• _EXTRAIT_
+ + +

S’approprier les outils de la transition écologique pour changer le travail
Ils sont aussi plus souvent sensibilisés et demandeurs de nouvelles solutions plus compatibles avec leur éthique personnelle et professionnelle. C’est encore plus perceptible chez les jeunes diplômés, comme le souligne Antoine Trouche, jeune ingénieur diplômé du Conservatoire national des Arts et métiers, syndiqué, mais aussi militant du collectif « Pour un réveil écologique », qui a participé à la phase de finalisation du radar environnemental.
« Notre réseau est parti des grandes écoles d’ingénieurs et commence à s’étoffer dans l’enseignement supérieur. Nous avons déjà contribué à faire que les problématiques environnementales soient intégrées aux cursus de tronc commun dans de nombreuses grandes écoles. Nous sommes également sollicités par les entreprises, dont certaines ont du mal à embaucher parmi les diplômés des grandes écoles du fait de pratiques peu responsables à l’égard de l’environnement, quand elles ne traitent pas ces enjeux par le biais du greenwashing. Désormais présents parmi les salariés, nous avons besoin d’outils comme le radar environnemental de l’Ugict pour peser. Je fais partie de ceux qui pensent que le syndicalisme est le relai logique avec le monde associatif et les Ong. Il faut y adhérer pour investir les instances représentatives du personnel, et utiliser tous les outils règlementaires et juridiques également à notre disposition pour faire valoir une autre conception du travail et de l’activité économique. »

+ + +

• _DONNÉES_
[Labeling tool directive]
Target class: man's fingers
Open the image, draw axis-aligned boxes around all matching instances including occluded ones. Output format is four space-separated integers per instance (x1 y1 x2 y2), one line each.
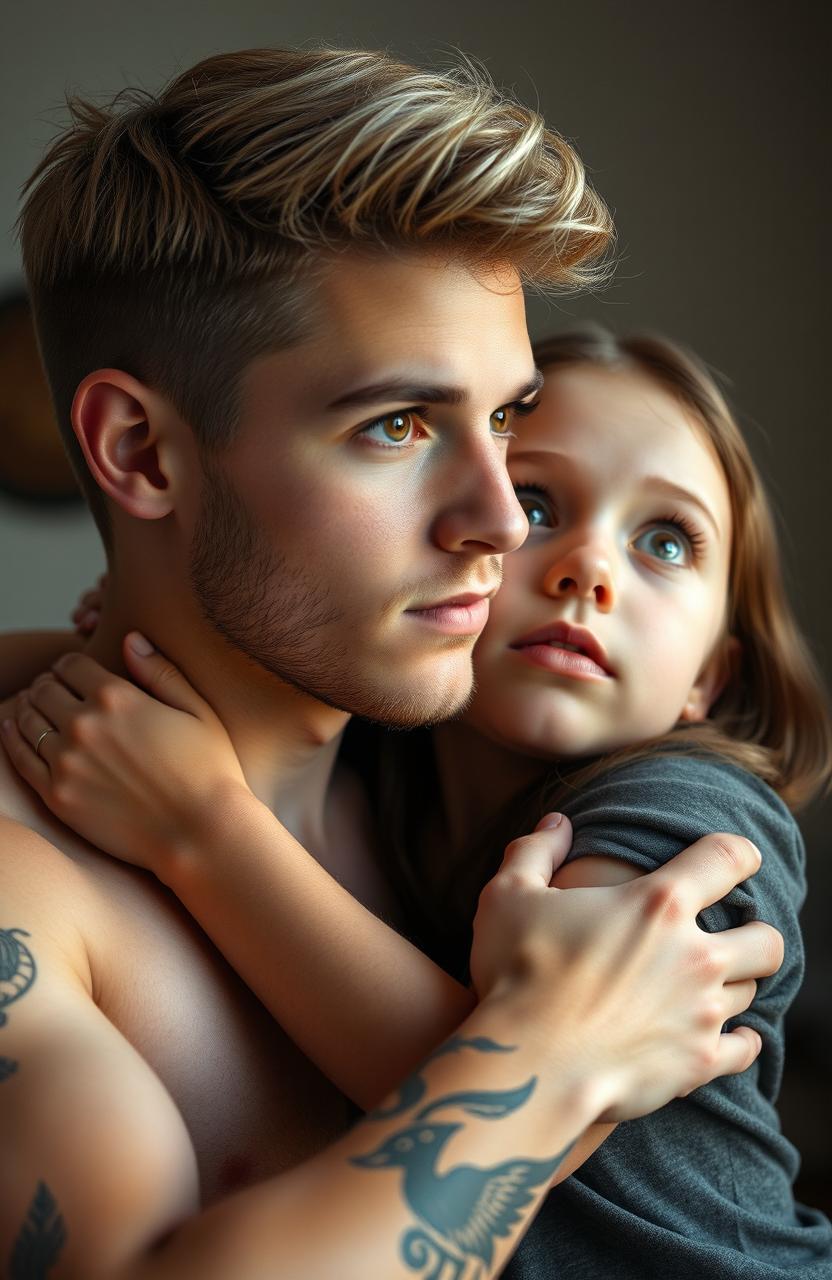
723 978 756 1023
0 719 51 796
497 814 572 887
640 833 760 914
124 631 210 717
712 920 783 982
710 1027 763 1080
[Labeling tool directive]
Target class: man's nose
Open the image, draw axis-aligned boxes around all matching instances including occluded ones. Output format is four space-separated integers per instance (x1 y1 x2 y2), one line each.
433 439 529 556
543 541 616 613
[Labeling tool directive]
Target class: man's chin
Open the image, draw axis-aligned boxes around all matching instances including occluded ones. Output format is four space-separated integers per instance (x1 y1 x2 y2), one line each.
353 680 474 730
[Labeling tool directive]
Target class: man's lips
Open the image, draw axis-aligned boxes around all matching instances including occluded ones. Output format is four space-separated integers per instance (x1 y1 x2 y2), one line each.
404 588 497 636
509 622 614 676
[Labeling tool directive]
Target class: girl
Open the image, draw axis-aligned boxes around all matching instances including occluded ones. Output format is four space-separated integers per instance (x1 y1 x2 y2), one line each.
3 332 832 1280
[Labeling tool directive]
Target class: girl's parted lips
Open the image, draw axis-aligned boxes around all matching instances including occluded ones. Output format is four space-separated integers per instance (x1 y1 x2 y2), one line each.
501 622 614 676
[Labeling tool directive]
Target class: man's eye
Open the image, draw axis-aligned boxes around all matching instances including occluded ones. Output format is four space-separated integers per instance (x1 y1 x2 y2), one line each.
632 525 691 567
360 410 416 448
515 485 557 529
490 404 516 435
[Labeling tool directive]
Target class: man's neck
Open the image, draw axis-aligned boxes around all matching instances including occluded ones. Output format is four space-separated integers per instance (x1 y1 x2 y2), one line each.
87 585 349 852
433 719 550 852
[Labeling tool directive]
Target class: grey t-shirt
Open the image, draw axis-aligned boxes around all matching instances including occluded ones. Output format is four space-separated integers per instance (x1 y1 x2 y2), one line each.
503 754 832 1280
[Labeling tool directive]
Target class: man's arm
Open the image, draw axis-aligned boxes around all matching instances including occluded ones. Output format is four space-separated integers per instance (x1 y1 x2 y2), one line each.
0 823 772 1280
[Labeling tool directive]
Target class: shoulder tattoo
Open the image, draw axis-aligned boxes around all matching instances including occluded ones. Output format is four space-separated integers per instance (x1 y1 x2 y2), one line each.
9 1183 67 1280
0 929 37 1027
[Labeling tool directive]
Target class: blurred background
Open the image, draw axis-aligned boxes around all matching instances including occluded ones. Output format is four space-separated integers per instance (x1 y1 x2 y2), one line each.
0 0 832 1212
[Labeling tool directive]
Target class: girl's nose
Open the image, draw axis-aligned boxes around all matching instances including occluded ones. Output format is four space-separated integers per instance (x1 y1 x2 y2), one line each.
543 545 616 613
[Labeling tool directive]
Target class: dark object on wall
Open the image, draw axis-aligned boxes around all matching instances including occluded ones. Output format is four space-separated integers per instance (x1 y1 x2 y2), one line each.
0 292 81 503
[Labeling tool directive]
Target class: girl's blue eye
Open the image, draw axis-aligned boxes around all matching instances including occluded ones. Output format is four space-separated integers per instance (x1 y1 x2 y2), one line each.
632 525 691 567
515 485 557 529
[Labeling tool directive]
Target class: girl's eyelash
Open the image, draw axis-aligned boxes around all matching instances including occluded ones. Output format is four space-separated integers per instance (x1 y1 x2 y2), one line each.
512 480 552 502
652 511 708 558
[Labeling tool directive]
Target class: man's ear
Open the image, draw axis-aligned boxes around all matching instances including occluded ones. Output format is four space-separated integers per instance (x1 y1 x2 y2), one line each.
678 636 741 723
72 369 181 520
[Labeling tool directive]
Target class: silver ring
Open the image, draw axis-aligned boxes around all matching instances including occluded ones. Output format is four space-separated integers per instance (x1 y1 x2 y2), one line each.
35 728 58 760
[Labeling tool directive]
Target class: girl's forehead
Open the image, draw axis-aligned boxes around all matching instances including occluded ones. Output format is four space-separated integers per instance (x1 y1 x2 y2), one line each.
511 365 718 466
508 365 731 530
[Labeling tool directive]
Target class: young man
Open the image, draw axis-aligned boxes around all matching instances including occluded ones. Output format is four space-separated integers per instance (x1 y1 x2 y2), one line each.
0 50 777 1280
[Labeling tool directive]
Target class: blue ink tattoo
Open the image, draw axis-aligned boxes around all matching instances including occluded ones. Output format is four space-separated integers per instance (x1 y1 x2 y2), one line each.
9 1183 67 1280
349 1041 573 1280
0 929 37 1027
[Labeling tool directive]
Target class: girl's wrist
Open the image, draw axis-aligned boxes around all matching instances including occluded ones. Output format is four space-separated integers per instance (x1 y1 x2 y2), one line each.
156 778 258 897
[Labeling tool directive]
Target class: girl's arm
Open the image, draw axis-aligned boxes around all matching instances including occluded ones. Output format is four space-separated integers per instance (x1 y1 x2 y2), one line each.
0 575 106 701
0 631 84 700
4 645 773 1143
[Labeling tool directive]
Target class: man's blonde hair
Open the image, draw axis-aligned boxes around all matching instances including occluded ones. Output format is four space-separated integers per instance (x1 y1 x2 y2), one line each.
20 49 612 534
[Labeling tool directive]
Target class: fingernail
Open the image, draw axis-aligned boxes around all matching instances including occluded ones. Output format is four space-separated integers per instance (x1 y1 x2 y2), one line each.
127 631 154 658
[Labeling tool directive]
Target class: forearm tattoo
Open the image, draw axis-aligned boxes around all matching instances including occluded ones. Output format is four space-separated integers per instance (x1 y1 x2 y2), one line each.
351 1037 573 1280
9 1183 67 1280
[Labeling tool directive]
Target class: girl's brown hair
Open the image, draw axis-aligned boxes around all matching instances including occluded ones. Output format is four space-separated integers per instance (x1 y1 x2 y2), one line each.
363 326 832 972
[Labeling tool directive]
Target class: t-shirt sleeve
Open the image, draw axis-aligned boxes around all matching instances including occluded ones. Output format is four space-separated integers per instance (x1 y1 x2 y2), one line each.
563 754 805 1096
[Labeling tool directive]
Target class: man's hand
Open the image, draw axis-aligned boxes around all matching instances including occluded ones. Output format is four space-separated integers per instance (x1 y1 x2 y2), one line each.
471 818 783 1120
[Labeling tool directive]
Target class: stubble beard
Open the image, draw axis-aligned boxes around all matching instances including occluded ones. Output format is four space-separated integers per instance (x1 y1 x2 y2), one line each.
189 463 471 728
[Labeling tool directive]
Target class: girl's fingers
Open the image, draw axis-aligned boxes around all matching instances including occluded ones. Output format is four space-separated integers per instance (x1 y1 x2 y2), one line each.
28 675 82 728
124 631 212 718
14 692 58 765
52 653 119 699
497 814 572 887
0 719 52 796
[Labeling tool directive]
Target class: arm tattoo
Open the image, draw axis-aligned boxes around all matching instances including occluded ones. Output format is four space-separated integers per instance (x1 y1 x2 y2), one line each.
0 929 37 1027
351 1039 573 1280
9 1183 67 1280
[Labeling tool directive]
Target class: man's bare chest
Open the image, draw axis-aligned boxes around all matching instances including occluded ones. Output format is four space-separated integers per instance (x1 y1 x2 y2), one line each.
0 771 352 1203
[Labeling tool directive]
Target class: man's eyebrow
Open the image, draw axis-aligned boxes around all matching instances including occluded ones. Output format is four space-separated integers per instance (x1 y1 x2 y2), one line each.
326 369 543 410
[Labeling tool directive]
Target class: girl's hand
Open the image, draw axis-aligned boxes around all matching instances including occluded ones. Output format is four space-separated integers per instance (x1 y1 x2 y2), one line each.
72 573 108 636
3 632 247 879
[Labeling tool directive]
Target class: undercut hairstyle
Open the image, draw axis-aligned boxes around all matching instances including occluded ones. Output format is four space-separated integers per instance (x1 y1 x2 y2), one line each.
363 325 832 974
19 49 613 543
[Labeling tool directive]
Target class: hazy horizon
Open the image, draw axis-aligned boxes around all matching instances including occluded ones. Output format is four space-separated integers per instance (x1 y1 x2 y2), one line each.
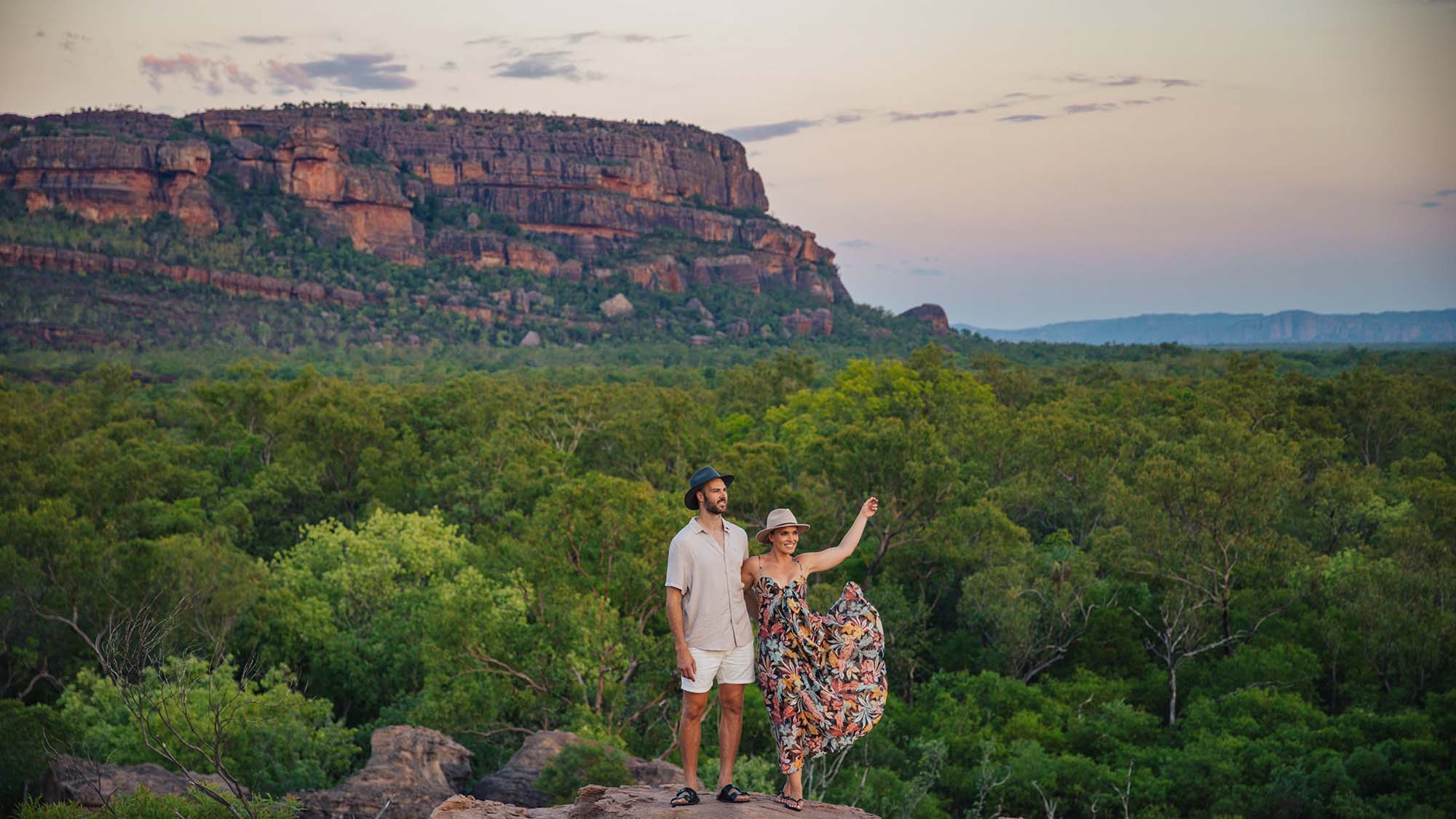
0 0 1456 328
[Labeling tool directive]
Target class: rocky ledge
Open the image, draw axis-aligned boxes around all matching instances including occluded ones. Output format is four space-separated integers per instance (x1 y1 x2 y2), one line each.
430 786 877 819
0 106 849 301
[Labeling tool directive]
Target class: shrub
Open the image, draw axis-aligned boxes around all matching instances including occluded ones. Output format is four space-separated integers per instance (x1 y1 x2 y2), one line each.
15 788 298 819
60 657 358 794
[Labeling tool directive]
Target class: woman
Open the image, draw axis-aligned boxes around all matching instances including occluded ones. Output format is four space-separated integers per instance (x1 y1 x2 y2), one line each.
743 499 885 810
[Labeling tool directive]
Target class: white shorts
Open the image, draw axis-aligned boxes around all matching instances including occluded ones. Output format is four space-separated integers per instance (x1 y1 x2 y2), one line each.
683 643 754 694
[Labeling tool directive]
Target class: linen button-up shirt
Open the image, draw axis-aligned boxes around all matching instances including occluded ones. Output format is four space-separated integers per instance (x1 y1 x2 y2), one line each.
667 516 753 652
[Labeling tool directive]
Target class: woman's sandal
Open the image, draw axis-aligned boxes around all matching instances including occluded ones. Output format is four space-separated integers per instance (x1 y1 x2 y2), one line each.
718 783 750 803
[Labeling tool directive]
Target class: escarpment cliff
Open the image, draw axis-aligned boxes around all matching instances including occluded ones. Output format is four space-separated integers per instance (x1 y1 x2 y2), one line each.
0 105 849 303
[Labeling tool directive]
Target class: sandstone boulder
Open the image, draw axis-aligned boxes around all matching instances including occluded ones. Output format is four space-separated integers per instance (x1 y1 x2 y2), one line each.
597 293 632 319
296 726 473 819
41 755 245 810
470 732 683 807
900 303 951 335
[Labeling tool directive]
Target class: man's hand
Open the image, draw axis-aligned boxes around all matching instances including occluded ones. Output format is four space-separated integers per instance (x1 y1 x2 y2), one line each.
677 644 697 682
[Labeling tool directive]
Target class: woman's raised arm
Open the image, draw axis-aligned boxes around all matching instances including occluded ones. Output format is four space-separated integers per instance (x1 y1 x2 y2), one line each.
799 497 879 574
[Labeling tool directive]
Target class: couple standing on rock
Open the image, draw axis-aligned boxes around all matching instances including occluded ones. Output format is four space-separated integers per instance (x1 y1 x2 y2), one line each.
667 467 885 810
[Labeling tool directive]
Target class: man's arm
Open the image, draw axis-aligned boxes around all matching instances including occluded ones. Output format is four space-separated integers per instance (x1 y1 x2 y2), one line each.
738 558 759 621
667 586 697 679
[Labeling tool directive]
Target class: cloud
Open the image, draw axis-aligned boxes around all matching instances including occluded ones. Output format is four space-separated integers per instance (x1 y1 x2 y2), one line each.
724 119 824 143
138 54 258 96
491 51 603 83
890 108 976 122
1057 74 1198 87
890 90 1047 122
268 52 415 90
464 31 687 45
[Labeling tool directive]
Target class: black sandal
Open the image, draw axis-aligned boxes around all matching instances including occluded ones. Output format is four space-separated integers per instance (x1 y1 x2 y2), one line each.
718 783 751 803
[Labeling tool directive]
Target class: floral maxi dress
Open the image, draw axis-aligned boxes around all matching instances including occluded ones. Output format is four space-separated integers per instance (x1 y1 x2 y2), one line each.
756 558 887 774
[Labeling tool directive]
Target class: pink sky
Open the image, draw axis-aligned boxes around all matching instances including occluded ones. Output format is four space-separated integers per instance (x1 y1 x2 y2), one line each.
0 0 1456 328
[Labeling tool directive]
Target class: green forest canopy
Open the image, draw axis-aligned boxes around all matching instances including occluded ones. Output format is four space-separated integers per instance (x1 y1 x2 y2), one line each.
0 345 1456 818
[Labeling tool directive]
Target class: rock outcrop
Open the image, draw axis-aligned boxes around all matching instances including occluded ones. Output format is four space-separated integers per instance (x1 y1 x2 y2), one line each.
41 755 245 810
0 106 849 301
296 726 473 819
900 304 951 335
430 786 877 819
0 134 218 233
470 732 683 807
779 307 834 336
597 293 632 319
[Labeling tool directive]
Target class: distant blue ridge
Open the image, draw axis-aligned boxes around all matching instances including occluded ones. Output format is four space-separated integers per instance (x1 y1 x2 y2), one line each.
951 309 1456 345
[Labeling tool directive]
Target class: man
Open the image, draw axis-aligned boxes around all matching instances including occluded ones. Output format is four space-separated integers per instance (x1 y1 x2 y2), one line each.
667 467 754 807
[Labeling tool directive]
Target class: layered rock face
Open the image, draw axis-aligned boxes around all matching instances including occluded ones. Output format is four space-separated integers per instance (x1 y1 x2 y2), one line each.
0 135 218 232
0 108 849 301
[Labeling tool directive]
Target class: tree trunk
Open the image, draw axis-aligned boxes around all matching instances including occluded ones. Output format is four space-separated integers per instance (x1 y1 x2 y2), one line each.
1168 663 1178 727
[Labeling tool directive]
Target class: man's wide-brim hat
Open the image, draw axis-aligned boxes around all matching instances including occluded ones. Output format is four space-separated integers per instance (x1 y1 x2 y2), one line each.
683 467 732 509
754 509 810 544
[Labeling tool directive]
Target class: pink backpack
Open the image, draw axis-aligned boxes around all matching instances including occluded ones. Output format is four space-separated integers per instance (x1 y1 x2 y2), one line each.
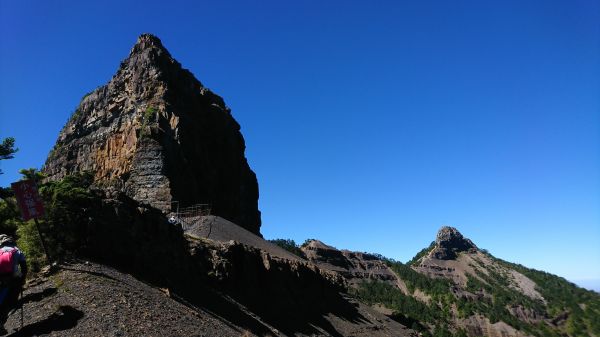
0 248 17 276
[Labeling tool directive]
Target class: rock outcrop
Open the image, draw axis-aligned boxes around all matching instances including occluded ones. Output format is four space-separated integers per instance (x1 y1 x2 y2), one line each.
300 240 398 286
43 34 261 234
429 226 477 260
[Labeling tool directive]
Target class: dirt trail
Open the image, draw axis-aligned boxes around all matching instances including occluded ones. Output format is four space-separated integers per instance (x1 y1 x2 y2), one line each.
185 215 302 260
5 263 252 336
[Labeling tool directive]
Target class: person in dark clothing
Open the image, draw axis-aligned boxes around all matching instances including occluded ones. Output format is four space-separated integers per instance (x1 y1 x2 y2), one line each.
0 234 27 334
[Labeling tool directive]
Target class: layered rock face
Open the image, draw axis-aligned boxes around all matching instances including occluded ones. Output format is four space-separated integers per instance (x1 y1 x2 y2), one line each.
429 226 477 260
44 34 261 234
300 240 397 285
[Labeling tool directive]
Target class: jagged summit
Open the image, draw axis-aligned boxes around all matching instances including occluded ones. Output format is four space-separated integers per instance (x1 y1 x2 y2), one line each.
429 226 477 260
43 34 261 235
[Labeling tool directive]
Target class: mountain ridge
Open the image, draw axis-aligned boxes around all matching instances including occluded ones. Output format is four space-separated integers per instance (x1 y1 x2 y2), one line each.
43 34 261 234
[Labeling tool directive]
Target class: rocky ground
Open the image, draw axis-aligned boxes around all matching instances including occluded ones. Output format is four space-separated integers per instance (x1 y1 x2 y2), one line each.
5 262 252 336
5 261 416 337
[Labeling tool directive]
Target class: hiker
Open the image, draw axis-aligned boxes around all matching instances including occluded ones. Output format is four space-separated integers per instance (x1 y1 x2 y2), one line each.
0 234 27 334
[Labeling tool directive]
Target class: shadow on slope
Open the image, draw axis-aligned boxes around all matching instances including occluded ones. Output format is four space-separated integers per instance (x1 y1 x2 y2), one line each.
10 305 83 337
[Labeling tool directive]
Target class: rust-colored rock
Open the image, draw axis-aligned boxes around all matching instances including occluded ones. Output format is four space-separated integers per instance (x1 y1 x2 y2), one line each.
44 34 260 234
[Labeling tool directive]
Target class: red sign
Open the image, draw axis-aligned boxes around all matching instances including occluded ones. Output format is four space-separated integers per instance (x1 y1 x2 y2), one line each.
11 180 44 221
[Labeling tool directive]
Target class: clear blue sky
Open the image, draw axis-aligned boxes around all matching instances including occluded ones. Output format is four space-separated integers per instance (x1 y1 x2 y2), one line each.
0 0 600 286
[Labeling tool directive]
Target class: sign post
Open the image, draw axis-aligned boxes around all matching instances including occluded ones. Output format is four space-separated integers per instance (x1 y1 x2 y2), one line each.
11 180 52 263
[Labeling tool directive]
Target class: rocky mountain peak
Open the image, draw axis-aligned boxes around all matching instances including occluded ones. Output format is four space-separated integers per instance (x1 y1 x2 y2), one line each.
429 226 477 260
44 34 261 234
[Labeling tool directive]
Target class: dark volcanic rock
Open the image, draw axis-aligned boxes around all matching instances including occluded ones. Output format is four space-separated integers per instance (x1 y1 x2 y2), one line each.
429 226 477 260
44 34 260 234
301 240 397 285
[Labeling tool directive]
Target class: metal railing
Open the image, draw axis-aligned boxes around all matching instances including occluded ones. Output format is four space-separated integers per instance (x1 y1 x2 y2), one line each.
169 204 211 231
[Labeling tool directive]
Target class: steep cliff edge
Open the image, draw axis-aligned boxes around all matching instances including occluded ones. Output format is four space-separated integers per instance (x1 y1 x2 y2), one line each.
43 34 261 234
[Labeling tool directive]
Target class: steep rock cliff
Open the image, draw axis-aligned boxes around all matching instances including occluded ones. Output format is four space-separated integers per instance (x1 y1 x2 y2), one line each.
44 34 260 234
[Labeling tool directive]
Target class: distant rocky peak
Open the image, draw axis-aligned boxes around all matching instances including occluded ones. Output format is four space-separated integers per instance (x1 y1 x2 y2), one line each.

+ + +

• _CONSIGNE_
Répondez à ces questions sur l'extrait consacré à la transition écologique :
(a) De quel établissement Antoine Trouche est-il diplômé ?
(b) À quelle phase du radar environnemental a-t-il participé ?
(c) D'où est parti le réseau dont il parle ?

• _VOTRE RÉPONSE_
(a) Du Conservatoire national des Arts et métiers.
(b) À la phase de finalisation.
(c) Des grandes écoles d'ingénieurs.